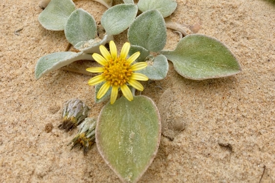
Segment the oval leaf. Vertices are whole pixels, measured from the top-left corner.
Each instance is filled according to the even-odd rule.
[[[65,36],[73,45],[95,38],[96,23],[89,13],[78,9],[72,13],[65,24]]]
[[[131,45],[130,50],[129,50],[129,53],[128,53],[128,56],[130,57],[131,55],[136,52],[137,52],[138,51],[140,52],[140,55],[136,60],[136,61],[137,62],[144,61],[146,57],[150,54],[150,52],[148,50],[147,50],[146,49],[141,46]]]
[[[157,52],[166,43],[165,21],[158,10],[148,10],[140,15],[128,30],[128,39],[132,45]]]
[[[101,24],[107,34],[119,34],[129,27],[135,20],[137,11],[137,6],[135,4],[116,5],[103,14]]]
[[[178,5],[173,0],[139,0],[138,9],[143,12],[149,10],[158,10],[164,18],[173,13]]]
[[[168,61],[165,56],[160,55],[152,61],[147,61],[148,66],[144,69],[136,71],[147,76],[152,80],[163,80],[168,72]]]
[[[195,80],[231,76],[241,67],[221,42],[206,36],[191,34],[182,39],[173,51],[162,52],[182,76]]]
[[[35,78],[38,80],[51,71],[81,60],[93,60],[93,59],[90,54],[69,51],[54,53],[42,57],[35,66]]]
[[[100,112],[96,128],[97,147],[123,182],[135,183],[156,154],[161,128],[158,111],[150,98],[135,96],[129,102],[122,97]]]
[[[75,9],[71,0],[51,0],[39,14],[38,20],[46,29],[63,30],[67,20]]]

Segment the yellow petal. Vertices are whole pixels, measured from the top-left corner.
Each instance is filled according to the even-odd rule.
[[[145,67],[147,67],[147,63],[145,62],[140,62],[135,63],[131,66],[130,69],[131,69],[132,71],[136,71],[144,69]]]
[[[112,41],[110,41],[109,43],[109,46],[110,46],[110,52],[111,52],[111,55],[113,58],[114,61],[116,59],[117,56],[117,50],[116,49],[116,44]]]
[[[148,81],[148,77],[141,73],[133,73],[130,78],[133,80],[138,81]]]
[[[109,60],[112,57],[108,50],[107,50],[104,45],[101,45],[99,46],[99,50],[100,50],[100,53],[101,53],[102,56],[105,58],[105,59],[106,59],[106,61]]]
[[[105,64],[107,63],[106,59],[98,53],[94,53],[93,55],[92,55],[92,57],[93,57],[95,61],[101,65],[105,66]]]
[[[101,86],[101,87],[98,91],[98,93],[96,95],[96,98],[98,99],[99,99],[103,97],[104,95],[106,94],[106,92],[107,92],[107,91],[108,91],[110,86],[111,83],[109,82],[106,82],[104,84],[103,84],[102,86]]]
[[[133,94],[131,92],[131,90],[129,89],[128,86],[124,84],[121,86],[121,91],[122,91],[122,93],[123,95],[125,97],[126,99],[129,101],[132,101],[134,99],[133,97]]]
[[[132,63],[139,57],[140,55],[140,52],[139,51],[134,53],[133,55],[131,55],[131,57],[127,59],[127,62],[130,64]]]
[[[88,72],[98,73],[99,72],[103,72],[105,71],[104,67],[89,67],[86,69]]]
[[[135,81],[135,80],[133,80],[132,79],[130,79],[128,80],[128,83],[130,84],[130,85],[133,86],[134,88],[138,90],[139,91],[143,91],[144,88],[142,84],[141,84],[139,81]]]
[[[88,81],[88,84],[95,85],[103,82],[105,81],[105,78],[102,75],[98,75],[93,77]]]
[[[112,93],[111,93],[111,104],[112,104],[116,102],[118,93],[118,86],[113,86]]]
[[[126,57],[129,53],[130,50],[130,43],[126,42],[122,46],[121,49],[121,52],[120,53],[120,58],[121,59],[126,59]]]

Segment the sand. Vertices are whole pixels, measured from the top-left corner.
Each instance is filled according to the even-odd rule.
[[[275,183],[275,1],[177,2],[172,20],[199,23],[198,33],[227,45],[243,71],[192,81],[169,62],[166,79],[146,86],[142,94],[167,103],[160,111],[167,109],[167,120],[181,120],[184,129],[172,135],[173,141],[162,136],[157,155],[139,182],[258,183],[262,175],[261,183]],[[99,113],[104,103],[94,103],[94,88],[87,84],[91,76],[59,69],[35,79],[39,58],[64,51],[67,44],[63,32],[40,24],[39,2],[0,1],[0,182],[119,183],[96,145],[86,156],[70,151],[67,144],[77,130],[57,127],[69,99],[92,107],[89,116]],[[93,1],[75,3],[98,22],[106,10]],[[168,32],[166,48],[173,49],[179,38]],[[126,35],[115,37],[118,47]],[[80,61],[69,66],[84,70],[94,64]],[[48,123],[53,126],[49,133]]]

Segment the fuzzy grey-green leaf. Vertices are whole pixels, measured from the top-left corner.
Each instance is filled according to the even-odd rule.
[[[134,0],[123,0],[125,4],[134,4]]]
[[[137,5],[138,9],[143,12],[150,10],[158,10],[165,18],[175,11],[177,3],[173,0],[139,0]]]
[[[144,69],[136,71],[143,74],[152,80],[163,80],[168,72],[168,61],[163,55],[157,56],[152,61],[147,61],[148,66]]]
[[[63,30],[67,20],[75,9],[71,0],[51,0],[39,14],[38,20],[46,29]]]
[[[135,20],[137,11],[137,6],[135,4],[116,5],[103,14],[101,24],[107,34],[119,34],[129,27]]]
[[[223,43],[206,36],[191,34],[182,39],[173,51],[161,53],[182,76],[195,80],[229,76],[239,73],[238,61]]]
[[[124,97],[102,109],[96,128],[99,151],[124,183],[135,183],[155,156],[161,133],[158,110],[149,98]]]
[[[91,55],[82,52],[57,52],[43,56],[38,60],[35,66],[35,78],[38,80],[51,71],[80,60],[92,60],[92,58]]]
[[[74,45],[74,47],[84,53],[100,54],[99,46],[101,45],[105,45],[111,40],[113,40],[113,36],[106,35],[102,40],[96,37],[94,40],[79,42]]]
[[[96,23],[89,13],[82,9],[74,11],[65,24],[65,36],[73,45],[95,38]]]
[[[158,10],[148,10],[140,15],[128,30],[128,40],[131,45],[157,52],[166,43],[166,26]]]

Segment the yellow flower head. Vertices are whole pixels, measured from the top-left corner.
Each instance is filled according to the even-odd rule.
[[[133,99],[133,95],[127,83],[138,90],[143,91],[143,86],[136,80],[147,81],[148,78],[134,71],[145,68],[147,66],[147,63],[140,62],[131,65],[139,57],[140,53],[136,52],[127,59],[130,49],[130,43],[128,42],[124,44],[119,56],[117,56],[116,46],[114,41],[111,41],[109,46],[110,53],[104,46],[100,45],[99,49],[102,56],[97,53],[93,54],[93,58],[103,67],[90,67],[86,70],[92,73],[102,74],[91,79],[88,84],[93,85],[105,81],[97,93],[96,97],[98,99],[103,97],[112,86],[111,104],[116,101],[119,87],[125,97],[131,101]]]

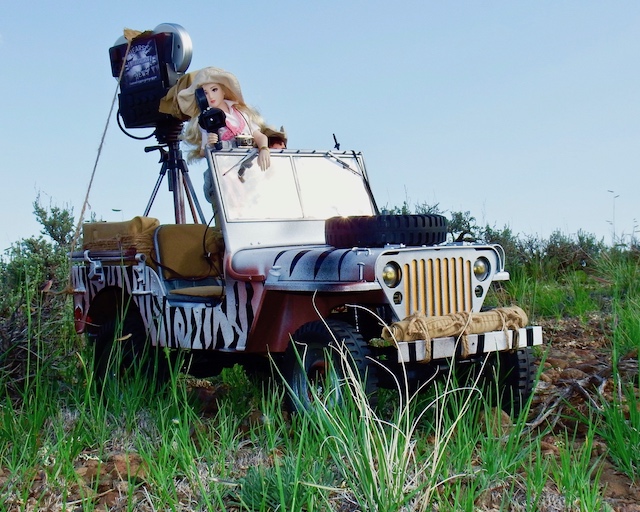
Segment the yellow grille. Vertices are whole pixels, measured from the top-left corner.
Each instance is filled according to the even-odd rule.
[[[403,267],[405,316],[471,311],[471,262],[464,258],[419,259]]]

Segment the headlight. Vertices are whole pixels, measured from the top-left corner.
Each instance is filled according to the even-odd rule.
[[[487,258],[478,258],[473,264],[473,273],[478,281],[484,281],[491,272],[491,264]]]
[[[389,288],[395,288],[398,286],[401,279],[402,272],[400,271],[400,266],[396,262],[391,261],[382,269],[382,280]]]

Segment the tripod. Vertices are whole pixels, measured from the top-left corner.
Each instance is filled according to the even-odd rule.
[[[202,224],[206,224],[204,213],[200,208],[200,203],[193,189],[191,178],[189,178],[189,169],[184,158],[182,158],[182,151],[180,150],[180,132],[182,130],[182,122],[177,119],[167,119],[164,122],[159,122],[155,135],[158,140],[158,146],[148,146],[144,148],[145,153],[158,150],[160,151],[160,161],[162,167],[160,168],[160,175],[156,181],[156,185],[153,188],[149,202],[144,211],[145,217],[149,215],[151,205],[158,194],[160,184],[165,174],[169,174],[169,191],[173,192],[173,210],[175,213],[176,224],[185,224],[185,203],[184,198],[186,196],[193,216],[193,221],[197,221],[196,210]],[[167,149],[165,149],[167,148]]]

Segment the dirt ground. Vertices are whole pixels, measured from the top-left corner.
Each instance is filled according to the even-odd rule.
[[[530,422],[553,425],[553,434],[545,437],[543,449],[554,455],[559,453],[559,444],[563,442],[563,437],[554,434],[561,434],[567,427],[570,432],[575,427],[579,433],[586,430],[573,419],[576,413],[572,409],[586,413],[591,400],[597,403],[599,395],[611,398],[615,392],[611,378],[611,321],[593,315],[586,322],[567,318],[538,324],[543,326],[549,350],[536,388]],[[618,370],[625,381],[637,383],[637,350],[622,354]],[[580,442],[580,435],[577,441]],[[606,444],[597,438],[594,456],[604,461],[600,483],[605,502],[616,511],[640,511],[640,486],[616,470],[607,458]]]
[[[558,456],[563,449],[565,431],[578,432],[576,441],[583,442],[581,434],[585,425],[575,418],[575,411],[587,412],[590,401],[597,401],[600,396],[611,397],[613,389],[612,360],[610,340],[611,332],[607,326],[610,320],[594,315],[586,322],[576,319],[547,320],[537,322],[544,330],[545,347],[548,351],[542,363],[541,378],[536,388],[530,415],[529,425],[534,431],[542,432],[551,426],[551,433],[542,440],[544,456]],[[618,369],[625,380],[635,379],[637,383],[638,354],[637,351],[624,354],[618,361]],[[217,387],[197,388],[206,409],[216,408],[216,401],[221,389]],[[224,391],[222,391],[224,394]],[[505,426],[501,420],[501,426]],[[509,421],[509,420],[506,420]],[[627,476],[616,470],[607,458],[607,446],[596,439],[593,450],[595,458],[603,462],[600,477],[602,496],[607,510],[617,512],[640,512],[640,487]],[[48,481],[43,470],[37,470],[26,503],[17,499],[13,504],[5,501],[7,510],[62,510],[73,508],[87,498],[95,503],[95,510],[126,510],[127,496],[132,494],[130,485],[135,486],[133,494],[138,503],[135,510],[153,510],[145,503],[143,493],[145,482],[145,465],[136,453],[113,452],[107,460],[99,460],[96,453],[83,453],[77,459],[75,468],[78,483],[67,487],[65,492]],[[129,475],[127,477],[127,475]],[[0,488],[10,478],[7,469],[0,468]],[[97,482],[97,485],[96,485]],[[503,488],[488,489],[476,502],[478,511],[504,510],[505,493],[514,511],[526,510],[523,507],[524,489],[513,492],[509,483]],[[185,489],[185,500],[189,501],[189,492]],[[551,483],[545,487],[539,503],[539,512],[562,512],[584,510],[579,506],[565,503],[562,494]],[[24,499],[24,498],[23,498]],[[12,506],[13,505],[13,506]]]

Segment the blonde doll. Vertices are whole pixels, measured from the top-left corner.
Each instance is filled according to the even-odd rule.
[[[199,87],[204,90],[209,107],[219,108],[226,115],[226,125],[218,133],[207,133],[198,124],[200,110],[196,103],[195,91]],[[189,160],[204,157],[208,144],[222,140],[233,146],[237,136],[245,135],[253,137],[254,144],[259,148],[260,169],[264,171],[269,168],[271,155],[268,139],[260,131],[264,121],[244,102],[240,83],[232,73],[214,67],[201,69],[195,74],[191,85],[178,93],[178,105],[180,110],[190,117],[182,136],[185,142],[194,146],[188,153]]]

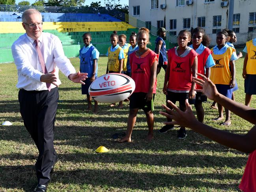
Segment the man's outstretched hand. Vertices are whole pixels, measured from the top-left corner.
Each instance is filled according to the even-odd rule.
[[[78,71],[76,73],[71,73],[68,76],[68,78],[74,83],[80,83],[84,85],[85,83],[82,81],[85,80],[85,79],[88,77],[88,73],[80,73]]]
- - - - - - -
What you have to do » Arrange the lines from the start of the items through the line holding "[[[75,9],[71,0],[51,0],[39,14],[38,20],[46,29],[63,30],[67,20]]]", inclusive, as a Markdown table with columns n (row number) and Line. Leave out the pictures and any blank lines.

Answer »
| n | Line |
|---|---|
| 1 | Segment the oval leaf. Vertices are whole pixels, measured from the top-left corner. |
| 2 | Each instance is filled according to the even-odd rule. |
| 3 | [[[65,36],[73,45],[95,38],[96,23],[89,13],[78,9],[72,13],[65,24]]] |
| 4 | [[[131,45],[130,50],[129,50],[129,53],[128,53],[128,56],[130,57],[131,55],[136,52],[137,52],[138,51],[140,52],[140,55],[136,60],[136,61],[137,62],[144,61],[146,57],[150,54],[150,52],[148,50],[147,50],[146,49],[141,46]]] |
| 5 | [[[157,52],[166,43],[165,21],[158,10],[148,10],[140,15],[128,30],[128,39],[132,45]]] |
| 6 | [[[101,24],[107,34],[119,34],[129,27],[135,20],[137,11],[137,6],[135,4],[116,5],[103,14]]] |
| 7 | [[[178,5],[173,0],[139,0],[138,9],[143,12],[149,10],[158,10],[164,18],[173,13]]] |
| 8 | [[[168,61],[165,56],[160,55],[152,61],[147,61],[148,66],[144,69],[136,71],[147,76],[152,80],[163,80],[168,72]]] |
| 9 | [[[195,80],[231,76],[241,67],[221,42],[206,36],[191,34],[182,39],[173,51],[162,52],[182,76]]] |
| 10 | [[[35,78],[38,80],[51,71],[81,60],[93,60],[93,59],[90,54],[69,51],[54,53],[42,57],[35,66]]] |
| 11 | [[[100,112],[96,128],[97,147],[123,182],[135,183],[156,154],[161,128],[158,111],[150,98],[135,96],[129,102],[122,97]]] |
| 12 | [[[75,9],[71,0],[51,0],[39,14],[38,20],[46,29],[63,30],[67,20]]] |